WRITTEN EXERCISE:
Copy every line of the entries below word for word, omitting the pictures from your answer.
═════ LISTED RECORDS
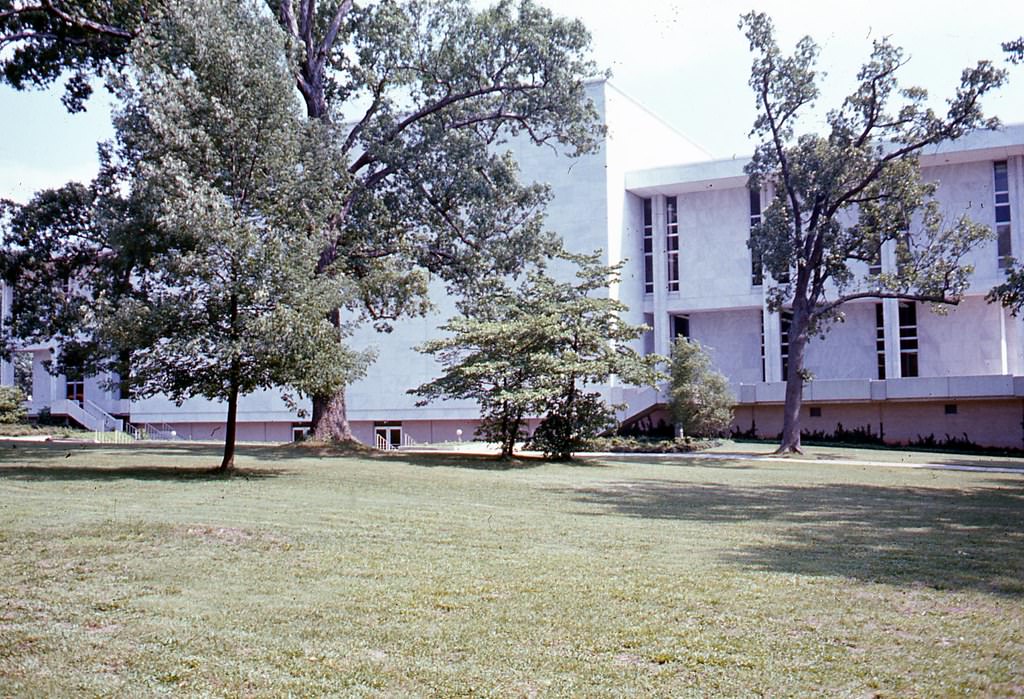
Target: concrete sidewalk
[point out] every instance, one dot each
(483, 448)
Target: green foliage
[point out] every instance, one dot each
(11, 404)
(1016, 50)
(1011, 292)
(573, 418)
(531, 350)
(43, 40)
(698, 395)
(419, 100)
(847, 198)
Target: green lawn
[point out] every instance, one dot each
(127, 571)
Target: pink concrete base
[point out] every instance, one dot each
(986, 423)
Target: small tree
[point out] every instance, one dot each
(11, 407)
(840, 199)
(532, 350)
(698, 395)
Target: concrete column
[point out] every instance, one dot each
(1004, 353)
(6, 367)
(890, 315)
(773, 345)
(663, 326)
(890, 319)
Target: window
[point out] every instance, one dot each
(784, 320)
(680, 326)
(763, 374)
(23, 373)
(648, 248)
(875, 264)
(757, 267)
(648, 335)
(75, 387)
(672, 241)
(880, 338)
(908, 339)
(1004, 242)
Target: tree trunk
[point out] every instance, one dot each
(330, 422)
(232, 414)
(794, 386)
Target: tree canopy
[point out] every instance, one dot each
(420, 98)
(842, 200)
(534, 350)
(698, 395)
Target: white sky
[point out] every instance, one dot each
(684, 59)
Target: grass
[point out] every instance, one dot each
(130, 571)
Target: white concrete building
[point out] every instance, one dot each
(681, 222)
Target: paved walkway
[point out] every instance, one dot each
(481, 448)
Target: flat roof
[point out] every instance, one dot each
(982, 144)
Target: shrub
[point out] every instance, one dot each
(698, 395)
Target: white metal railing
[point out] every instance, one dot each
(114, 437)
(80, 414)
(111, 424)
(162, 432)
══════════
EXERCISE SOLUTION:
Target: concrete sidewalk
[point out] every instance, one dot each
(483, 448)
Target: green foliage
[point out] every instance, one dot each
(11, 404)
(1016, 50)
(1011, 292)
(573, 418)
(531, 350)
(43, 40)
(698, 395)
(419, 100)
(847, 198)
Target: green lawn
[point out] every instance, one dot each
(127, 571)
Target: pink concrete base
[point out] every instance, one dot each
(986, 423)
Target: small tree
[point out] every instance, one dot each
(11, 407)
(840, 199)
(532, 350)
(698, 395)
Target: concrete column
[point out] every instance, one dot each
(1004, 353)
(6, 367)
(890, 315)
(773, 345)
(663, 326)
(890, 319)
Target: window
[point out] every instance, one dot each
(784, 320)
(680, 326)
(763, 374)
(23, 373)
(648, 248)
(875, 264)
(757, 267)
(648, 335)
(75, 387)
(672, 241)
(880, 338)
(908, 339)
(1004, 242)
Target: tree trunk
[point out] every instance, one dot each
(330, 422)
(232, 414)
(794, 386)
Target: tree canopy
[point out] every instance, one dot each
(420, 98)
(842, 200)
(534, 350)
(698, 395)
Target: white sky
[point out] every instance, one dot each
(684, 59)
Target: grass
[point out] every instance, one dot each
(130, 571)
Target: white concrete building
[point out] every instance, one dot each
(681, 222)
Target: paved walkway
[point out] every instance, one dot each
(481, 448)
Target: flat roof
[point out] every instance, one dot each
(982, 144)
Target: shrub
[point out] every instance, one dot each
(698, 395)
Target: white metal railing
[point out] every instance, one dot each
(114, 437)
(80, 414)
(111, 424)
(162, 432)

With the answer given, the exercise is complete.